→ Extract
'''

Now for purposes of cosmology it turns out that you can get by by thinking of the neutrinos as being massless. And then we'll start by discussing it that way. It's not quite as trivial as just saying that the mass is a small number. So if you have a formula that involves the mass, you can usually neglect it. It's a little bit more subtle because whether the neutrinos are massless or massive affects the number of spin states. And we're going to even treat the number of spin states as if the neutrino is massless, which obviously is a bit of a cheat and needs further explanation. But I'm going to do it first for massless neutrinos and we'll come back later to discuss why you can get the same answers if the neutrino has a mass.
So we're going to start out imagining that the nu's are massless. And in that approximation there is only one spin state for a neutrino and it's left-handed. And that means that the spin points the opposite direction from the momentum. So if the neutrino is spinning like this, which my right hand will correspond to a spin in that direction, the momentum will always be in that direction. And I can do the same thing this way. If it's spinning like this, the spin is that way, the momentum would be that way. The momentum's always the opposite direction of the spin.
Now you might realize and that that leads to a question about Lorentz invariance. If the spin and the momentum point in opposite directions in some frame, it's not obvious if they would also point in opposite directions in some other frame. But it turns out to be true. One can verify that, which we're not going to do, but it is a Lorentz invariance statement, as long as the particle's massless. If the particle's not massless it is clearly not a Lorentz invariance statement. And that's easy to say. If the particle were not massless, and say it was spinning this way, so the spin is that way, and the momentum is that way, that way the situation and the particle had a mass, then I could change Lorentz frames by jumping into a rocket ship, and shooting off in this direction, the same direction the particle is moving, and since the particle is moving with some finite velocity, if it has a mass, there has to be a finite velocity, in principle the spaceship can overtake it.
And when the spaceship overtakes it, from the point of view of the spaceship, the momentum will now be pointing that way, but the spin doesn't change when the spaceship overtakes it. So this relationship between spin and momentum is manifestly not Lorentz invariant when the particle has a mass, which is why we are cheating in a somewhat big way here, by saying that we're going to treat the neutrinos is massless. We're going to even be ignoring this fact that what we're saying about the spin and momentum is not even Lorentz invariant if the particle has a mass. And we'll make better excuses for that later, but for now we'll see simple picture first, and then talk about the more complicated picture later.
Anti neutrinos, which I'll write with a bar over it, also have one spin state. And as you might guess since anti particles are kind of the opposite of particles, that is right-handed. Now in addition neutrinos differ from photons in that neutrinos belong to a class of particles called fermions. Photons are bosons. How many of you already know about [INAUDIBLE] fermion or boson? OK. Most, but not quite all. Fair enough.

'''

→ Exercises
• 1. According to the neutrino lecture, how many spin states does a massless neutrino have, and which handedness is it?
• 2. Continue the neutrino lecture from its last sentence.

→ Record list
'''

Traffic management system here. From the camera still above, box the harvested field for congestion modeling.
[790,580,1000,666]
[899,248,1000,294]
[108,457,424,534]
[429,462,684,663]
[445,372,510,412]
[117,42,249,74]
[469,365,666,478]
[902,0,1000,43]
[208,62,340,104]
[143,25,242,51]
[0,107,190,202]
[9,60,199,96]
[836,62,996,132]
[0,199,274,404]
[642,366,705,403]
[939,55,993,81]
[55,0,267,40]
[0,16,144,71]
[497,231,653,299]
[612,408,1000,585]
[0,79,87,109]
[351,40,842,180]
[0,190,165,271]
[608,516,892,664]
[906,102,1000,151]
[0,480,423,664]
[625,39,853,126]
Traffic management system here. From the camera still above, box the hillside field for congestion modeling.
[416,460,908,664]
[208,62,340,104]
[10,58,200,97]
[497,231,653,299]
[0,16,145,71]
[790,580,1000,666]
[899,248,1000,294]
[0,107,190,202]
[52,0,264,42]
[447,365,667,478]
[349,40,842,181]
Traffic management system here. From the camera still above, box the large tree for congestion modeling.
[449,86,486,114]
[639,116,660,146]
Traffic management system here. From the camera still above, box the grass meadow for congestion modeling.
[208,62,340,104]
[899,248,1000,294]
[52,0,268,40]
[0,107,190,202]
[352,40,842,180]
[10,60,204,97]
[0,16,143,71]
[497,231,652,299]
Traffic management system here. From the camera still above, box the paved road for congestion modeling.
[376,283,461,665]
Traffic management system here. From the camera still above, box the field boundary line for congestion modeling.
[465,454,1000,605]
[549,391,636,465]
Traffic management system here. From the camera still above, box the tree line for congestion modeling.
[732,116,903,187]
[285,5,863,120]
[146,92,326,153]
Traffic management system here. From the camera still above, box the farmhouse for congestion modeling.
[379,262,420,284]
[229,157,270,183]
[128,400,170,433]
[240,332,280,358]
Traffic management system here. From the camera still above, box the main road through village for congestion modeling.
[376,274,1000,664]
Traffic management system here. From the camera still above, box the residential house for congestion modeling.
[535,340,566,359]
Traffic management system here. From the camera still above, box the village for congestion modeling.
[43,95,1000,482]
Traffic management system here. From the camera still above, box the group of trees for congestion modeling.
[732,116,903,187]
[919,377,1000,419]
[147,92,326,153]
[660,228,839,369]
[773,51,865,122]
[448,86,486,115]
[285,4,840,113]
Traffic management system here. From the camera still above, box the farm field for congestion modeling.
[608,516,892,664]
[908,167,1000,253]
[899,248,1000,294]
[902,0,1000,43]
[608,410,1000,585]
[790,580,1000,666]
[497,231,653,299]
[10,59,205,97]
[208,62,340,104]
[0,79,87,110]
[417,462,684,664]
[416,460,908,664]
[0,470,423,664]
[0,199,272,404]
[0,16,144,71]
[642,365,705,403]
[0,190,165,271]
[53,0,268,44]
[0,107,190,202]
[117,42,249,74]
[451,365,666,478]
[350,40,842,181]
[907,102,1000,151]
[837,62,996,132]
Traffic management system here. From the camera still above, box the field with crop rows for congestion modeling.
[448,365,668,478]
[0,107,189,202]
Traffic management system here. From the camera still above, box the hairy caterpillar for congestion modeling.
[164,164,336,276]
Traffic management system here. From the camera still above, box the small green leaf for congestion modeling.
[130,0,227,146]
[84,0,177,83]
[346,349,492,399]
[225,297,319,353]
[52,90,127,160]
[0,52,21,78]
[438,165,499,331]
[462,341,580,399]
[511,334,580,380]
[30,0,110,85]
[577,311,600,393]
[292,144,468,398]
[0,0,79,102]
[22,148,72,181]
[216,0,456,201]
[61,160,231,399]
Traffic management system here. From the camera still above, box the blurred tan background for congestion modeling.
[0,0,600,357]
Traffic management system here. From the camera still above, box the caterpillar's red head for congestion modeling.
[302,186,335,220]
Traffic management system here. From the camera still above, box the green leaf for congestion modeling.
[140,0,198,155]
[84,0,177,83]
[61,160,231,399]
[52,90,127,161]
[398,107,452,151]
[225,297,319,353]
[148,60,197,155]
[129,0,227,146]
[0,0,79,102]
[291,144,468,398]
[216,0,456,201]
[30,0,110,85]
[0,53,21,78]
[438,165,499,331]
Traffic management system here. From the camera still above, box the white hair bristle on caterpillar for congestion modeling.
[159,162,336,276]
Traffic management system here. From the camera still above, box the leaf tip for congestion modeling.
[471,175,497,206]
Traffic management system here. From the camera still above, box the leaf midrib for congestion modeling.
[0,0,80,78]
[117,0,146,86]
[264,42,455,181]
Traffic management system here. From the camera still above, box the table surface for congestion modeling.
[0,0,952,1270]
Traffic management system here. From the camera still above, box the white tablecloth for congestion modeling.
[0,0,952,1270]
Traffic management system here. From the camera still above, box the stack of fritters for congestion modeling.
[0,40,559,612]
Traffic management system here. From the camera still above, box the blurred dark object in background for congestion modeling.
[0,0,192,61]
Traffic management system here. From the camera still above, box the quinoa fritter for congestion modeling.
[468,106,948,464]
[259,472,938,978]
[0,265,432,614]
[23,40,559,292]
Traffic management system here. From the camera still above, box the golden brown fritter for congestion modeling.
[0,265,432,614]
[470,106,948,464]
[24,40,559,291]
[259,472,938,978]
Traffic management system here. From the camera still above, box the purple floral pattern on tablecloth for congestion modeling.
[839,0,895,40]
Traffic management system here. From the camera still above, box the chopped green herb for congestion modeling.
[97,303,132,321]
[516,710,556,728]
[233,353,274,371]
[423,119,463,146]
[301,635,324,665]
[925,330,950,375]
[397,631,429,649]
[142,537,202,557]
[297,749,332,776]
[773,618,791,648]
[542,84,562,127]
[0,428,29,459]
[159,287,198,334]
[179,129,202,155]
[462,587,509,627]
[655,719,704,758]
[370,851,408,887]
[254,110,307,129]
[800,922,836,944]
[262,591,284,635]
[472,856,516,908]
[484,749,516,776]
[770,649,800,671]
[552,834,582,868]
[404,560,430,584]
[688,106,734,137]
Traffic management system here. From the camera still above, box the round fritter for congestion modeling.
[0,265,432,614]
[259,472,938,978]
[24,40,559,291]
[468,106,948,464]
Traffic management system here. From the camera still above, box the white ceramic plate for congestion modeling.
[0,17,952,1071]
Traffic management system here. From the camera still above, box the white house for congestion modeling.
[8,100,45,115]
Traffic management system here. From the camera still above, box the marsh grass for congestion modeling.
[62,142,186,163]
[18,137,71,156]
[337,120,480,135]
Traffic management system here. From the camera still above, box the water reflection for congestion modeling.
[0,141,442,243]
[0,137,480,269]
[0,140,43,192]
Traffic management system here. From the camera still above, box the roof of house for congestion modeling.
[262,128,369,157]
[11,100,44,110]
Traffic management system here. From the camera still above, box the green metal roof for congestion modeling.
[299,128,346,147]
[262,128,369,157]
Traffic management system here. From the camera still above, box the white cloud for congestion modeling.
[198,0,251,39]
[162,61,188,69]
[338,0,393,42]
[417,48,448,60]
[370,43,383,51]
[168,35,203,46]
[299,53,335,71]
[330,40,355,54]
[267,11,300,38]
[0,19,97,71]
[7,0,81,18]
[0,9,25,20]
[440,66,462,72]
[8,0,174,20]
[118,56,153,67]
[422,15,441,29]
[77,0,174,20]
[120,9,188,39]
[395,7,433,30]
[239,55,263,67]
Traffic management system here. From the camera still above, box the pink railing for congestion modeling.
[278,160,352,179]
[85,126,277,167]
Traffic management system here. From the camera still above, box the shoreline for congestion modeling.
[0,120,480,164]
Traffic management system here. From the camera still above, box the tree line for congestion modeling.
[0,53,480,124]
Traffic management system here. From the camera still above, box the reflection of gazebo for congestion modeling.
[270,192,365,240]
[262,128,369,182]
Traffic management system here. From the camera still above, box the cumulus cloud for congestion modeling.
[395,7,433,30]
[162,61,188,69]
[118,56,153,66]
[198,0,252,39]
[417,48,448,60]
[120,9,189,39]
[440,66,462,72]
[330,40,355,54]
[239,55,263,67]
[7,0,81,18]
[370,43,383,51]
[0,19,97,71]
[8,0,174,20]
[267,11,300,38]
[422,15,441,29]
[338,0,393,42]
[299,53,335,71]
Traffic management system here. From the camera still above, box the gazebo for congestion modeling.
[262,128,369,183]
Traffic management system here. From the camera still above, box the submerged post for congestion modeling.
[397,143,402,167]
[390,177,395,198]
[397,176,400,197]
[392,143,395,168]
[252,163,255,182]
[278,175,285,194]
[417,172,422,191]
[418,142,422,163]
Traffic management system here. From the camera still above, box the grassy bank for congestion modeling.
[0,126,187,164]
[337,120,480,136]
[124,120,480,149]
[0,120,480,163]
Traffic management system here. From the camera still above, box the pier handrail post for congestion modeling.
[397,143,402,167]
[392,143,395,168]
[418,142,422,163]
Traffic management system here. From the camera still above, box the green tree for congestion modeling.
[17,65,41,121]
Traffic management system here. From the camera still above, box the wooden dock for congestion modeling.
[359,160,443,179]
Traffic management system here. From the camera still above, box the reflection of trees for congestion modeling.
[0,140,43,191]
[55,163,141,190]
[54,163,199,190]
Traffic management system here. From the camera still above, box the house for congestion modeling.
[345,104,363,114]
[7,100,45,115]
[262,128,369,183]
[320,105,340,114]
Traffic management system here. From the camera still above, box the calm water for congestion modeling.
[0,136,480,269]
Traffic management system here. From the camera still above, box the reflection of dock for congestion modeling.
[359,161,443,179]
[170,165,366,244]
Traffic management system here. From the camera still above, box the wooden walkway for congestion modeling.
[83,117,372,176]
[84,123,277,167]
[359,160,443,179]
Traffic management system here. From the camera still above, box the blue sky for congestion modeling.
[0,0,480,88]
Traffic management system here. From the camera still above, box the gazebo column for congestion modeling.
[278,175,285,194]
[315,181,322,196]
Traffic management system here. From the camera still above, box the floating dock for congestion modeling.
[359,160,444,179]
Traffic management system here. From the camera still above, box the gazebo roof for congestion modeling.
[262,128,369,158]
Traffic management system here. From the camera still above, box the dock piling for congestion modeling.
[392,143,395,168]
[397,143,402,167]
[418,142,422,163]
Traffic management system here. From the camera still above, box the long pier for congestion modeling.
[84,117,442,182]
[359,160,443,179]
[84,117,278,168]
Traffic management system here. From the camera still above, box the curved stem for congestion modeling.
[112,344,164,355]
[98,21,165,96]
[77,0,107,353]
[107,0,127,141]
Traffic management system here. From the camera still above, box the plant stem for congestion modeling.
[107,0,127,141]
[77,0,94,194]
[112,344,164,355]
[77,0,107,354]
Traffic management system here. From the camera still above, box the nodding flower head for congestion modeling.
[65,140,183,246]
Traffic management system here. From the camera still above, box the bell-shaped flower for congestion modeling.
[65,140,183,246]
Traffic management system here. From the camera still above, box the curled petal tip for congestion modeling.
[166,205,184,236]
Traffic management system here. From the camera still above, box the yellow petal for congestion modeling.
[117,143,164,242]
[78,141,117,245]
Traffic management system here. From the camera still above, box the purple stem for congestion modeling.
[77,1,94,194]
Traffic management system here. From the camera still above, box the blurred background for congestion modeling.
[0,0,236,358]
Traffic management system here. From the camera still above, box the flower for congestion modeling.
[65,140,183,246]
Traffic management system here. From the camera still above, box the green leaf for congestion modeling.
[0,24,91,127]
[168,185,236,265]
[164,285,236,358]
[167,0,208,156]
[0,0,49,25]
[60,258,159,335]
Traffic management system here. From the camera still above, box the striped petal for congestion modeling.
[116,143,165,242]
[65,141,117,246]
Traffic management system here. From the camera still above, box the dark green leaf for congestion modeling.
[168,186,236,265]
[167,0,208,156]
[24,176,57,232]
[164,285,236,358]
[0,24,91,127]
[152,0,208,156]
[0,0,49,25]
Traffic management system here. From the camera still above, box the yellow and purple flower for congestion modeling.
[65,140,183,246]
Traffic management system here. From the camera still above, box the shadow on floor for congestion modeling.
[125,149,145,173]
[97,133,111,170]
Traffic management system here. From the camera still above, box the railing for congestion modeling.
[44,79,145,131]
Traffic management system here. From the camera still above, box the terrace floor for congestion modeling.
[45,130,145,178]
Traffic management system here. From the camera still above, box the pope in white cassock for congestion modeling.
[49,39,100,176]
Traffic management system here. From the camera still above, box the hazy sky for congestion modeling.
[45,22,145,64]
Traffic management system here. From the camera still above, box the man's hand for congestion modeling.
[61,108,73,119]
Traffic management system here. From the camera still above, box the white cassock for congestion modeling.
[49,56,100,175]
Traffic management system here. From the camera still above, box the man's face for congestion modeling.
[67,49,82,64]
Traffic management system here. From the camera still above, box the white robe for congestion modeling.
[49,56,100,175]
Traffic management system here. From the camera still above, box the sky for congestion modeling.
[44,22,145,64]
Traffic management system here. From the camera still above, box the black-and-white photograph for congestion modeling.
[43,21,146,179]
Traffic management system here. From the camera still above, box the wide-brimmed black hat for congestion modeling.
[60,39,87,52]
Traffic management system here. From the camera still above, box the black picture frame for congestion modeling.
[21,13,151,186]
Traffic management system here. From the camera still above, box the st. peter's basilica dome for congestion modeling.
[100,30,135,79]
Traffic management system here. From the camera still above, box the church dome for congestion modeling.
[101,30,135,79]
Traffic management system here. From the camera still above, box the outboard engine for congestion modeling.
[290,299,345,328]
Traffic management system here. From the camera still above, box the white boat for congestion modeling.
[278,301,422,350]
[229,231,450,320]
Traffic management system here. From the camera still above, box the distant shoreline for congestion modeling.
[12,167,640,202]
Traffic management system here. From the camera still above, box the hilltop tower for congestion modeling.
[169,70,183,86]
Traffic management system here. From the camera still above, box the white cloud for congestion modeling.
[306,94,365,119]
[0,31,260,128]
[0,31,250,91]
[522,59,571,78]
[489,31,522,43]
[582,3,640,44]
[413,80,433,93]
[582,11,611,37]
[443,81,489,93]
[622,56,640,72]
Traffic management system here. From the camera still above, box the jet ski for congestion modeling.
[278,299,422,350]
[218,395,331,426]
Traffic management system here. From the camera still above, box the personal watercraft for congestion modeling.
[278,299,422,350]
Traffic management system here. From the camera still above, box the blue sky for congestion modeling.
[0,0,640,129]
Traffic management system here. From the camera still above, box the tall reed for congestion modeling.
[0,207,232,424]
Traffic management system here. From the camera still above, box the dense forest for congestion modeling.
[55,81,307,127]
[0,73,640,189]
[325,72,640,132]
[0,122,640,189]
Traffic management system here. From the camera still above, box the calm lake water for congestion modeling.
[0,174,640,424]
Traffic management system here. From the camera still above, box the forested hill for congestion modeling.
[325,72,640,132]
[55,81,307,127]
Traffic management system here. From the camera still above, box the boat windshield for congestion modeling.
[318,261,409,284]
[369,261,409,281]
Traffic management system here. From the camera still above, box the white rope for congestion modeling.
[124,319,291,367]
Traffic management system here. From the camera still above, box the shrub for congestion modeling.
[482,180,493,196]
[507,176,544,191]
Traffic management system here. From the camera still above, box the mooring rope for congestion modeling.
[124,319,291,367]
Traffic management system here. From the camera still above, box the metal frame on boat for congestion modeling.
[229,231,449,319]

'''

→ Results
• 1. One spin state, and it is left-handed.

• 2.
So fermions are particles that obey the Fermi exclusion principle that you're very likely learned about in a chemistry class someplace. It says that no two particles can be in exactly the same quantum state. Bosons do not obey such a principle. In fact, bosons are even more likely to be found in the same quantum state. And that's the important difference.
In quantum field theory, and only in quantum field theory, you can't do this in just non relativistic quantum mechanics, but in quantum field theory you can prove something called the spin statistics theorem, which says that particles with half integer spins, that is 1/2, 3/2, et cetera, are necessarily fermions. And particles with integer spins are necessarily bosons. So we know whether a particle is a fermion or a Boson as soon as we know its spin. And in the case of neutrino, it's spin 1/2. So nu's have spin one half. And that makes them fermions.
Now the statistical mechanics formulas that we just went over come about from counting states. Basically the underlying principle is that the system is likely to be in any state that you could imagine with the probability of e to the minus the energy of that state, divided by kt all in the exponent. So it's state counting that determines these formulas. And that means it's going to be different for fermions and bosons because for bosons you're going to count situations where there are many particles in the same state. And for fermions you're not.
And in particular that means you're going to be counting more states for the bosons and to be counting fewer states for the fermions. So you would expect these constants g and g star to be smaller for fermions than they are for those bosons. And that indeed is true.
So for fermions g gets an extra factor that is multiplied by 7/8s. And g star is multiplied by 3/4. So I think we could have predicted that these g's would get factors that are less than 1, simply because we're counting fewer states. I think we can also predict without doing any calculations that g should have a bigger factor than g star. Remember g star is the factor that appears in the number density. So if we want to calculate the average energy per particle at a given temperature, we would take a formula which has a g in it for the energy density, and divide it by a formula that has a g star in it for the number density. The energy density divided by the number density is just the energy per particle. And this tells us that we'll get a number that's bigger than 1 for the fermions.
So for fermions, there's slightly more energy per particle than there is for bosons. And I think that's easily believable because fermions obey this exclusion principle. It means once you put one particle in the lowest energy state, you can't put any more there. You have to put them in higher energy states. So the expectation would be that you have more energy per particle with the fermions and that is indeed what the [INAUDIBLE] calculation indicates.
So now we're ready to write down a formula for g, for the neutrinos. And this will be the overall g that occurs in the formula for the energy density and the entropy density, and the pressure for neutrinos. And it will, we'll write it out as a string of factors. We'll first of all have this factor 7/8 coming from the fact that they're fermions. Then we'll have a factor of three because there are three flavors. And we're just going to add them together here. So we get a factor of three.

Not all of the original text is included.